Passage shown:
★ ★ ★ ★
# how to fill in voids/gaps after removing forms from concrete pour



## jogr (Jul 24, 2007)

Use mortar and a trowel. Next time vibrate the concrete to avoid the void.


----------



## concretemasonry (Oct 10, 2006)

It is good that you formed a groove (or appears to be) for use as a drip line on part of the cap.

It is tough to vibrate a concrete cap sitting on to of a wood frame box. A wetter mix for the concrete would be better, but there wll always be some leakage downward.

Dick


----------



## Mort (Nov 26, 2008)

Go to your favorite home store and get a sack of stuff called "parge." It's used to fill in rock pockets on formed concrete placements, such as walls. 

I've never used it, but I imagine applying it with a trowel would be the ticket. 

Next time, as was mentioned, pour it wetter, and smack the forms with a hammer. That'll eliminate most of those rock pockets.


----------



## de-nagorg (Feb 23, 2014)

A rubber hammer. And not aggressively either, you risk knocking it apart before it sets well.


ED


----------



## hardmat (Aug 8, 2014)

Thanks Mort for replying to the question. I appreciate your recommendation of the product 'Parge' and will look for it at my big box store.

Do you or anyone else have any advice regarding how soon I can begin the repair using the Parge product. This concrete I will be working on is only 1 week old. does it need to cure completely before I add additionally product to it or is it ok for me to add the Parge product right now? If anyone knows for sure, let me. know.
★ ★ ★ ★
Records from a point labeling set
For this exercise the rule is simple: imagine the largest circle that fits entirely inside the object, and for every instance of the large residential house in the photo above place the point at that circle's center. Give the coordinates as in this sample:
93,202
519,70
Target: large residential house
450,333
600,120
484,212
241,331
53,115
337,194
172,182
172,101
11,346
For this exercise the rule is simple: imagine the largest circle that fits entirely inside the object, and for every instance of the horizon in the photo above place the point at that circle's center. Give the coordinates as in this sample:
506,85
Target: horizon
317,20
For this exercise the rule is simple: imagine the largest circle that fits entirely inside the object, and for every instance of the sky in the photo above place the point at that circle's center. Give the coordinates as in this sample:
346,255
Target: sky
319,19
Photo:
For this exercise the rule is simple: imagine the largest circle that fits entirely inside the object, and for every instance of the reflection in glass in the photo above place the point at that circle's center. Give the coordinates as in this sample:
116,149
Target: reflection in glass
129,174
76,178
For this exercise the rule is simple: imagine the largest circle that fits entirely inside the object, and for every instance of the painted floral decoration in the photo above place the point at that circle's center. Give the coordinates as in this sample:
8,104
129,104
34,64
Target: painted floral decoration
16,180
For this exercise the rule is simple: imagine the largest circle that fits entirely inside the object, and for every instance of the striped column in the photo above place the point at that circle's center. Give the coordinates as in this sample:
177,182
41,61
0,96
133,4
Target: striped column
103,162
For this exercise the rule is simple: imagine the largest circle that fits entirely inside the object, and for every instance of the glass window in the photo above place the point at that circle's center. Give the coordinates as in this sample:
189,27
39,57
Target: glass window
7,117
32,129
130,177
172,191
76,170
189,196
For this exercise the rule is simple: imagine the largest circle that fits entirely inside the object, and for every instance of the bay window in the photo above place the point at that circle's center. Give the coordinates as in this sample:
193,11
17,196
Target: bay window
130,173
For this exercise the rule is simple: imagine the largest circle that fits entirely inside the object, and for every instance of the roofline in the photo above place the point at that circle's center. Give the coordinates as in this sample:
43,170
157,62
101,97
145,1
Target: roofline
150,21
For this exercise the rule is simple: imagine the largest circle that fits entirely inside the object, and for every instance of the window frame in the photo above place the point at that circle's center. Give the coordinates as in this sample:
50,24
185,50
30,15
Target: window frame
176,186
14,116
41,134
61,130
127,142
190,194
★ ★ ★ ★
Given instruction: Reproduce the part of the concrete repair thread between "It is tough" and "be the ticket.", inclusive.

Solution for this problem:
It is tough to vibrate a concrete cap sitting on to of a wood frame box. A wetter mix for the concrete would be better, but there wll always be some leakage downward.

Dick


----------



## Mort (Nov 26, 2008)

Go to your favorite home store and get a sack of stuff called "parge." It's used to fill in rock pockets on formed concrete placements, such as walls. 

I've never used it, but I imagine applying it with a trowel would be the ticket.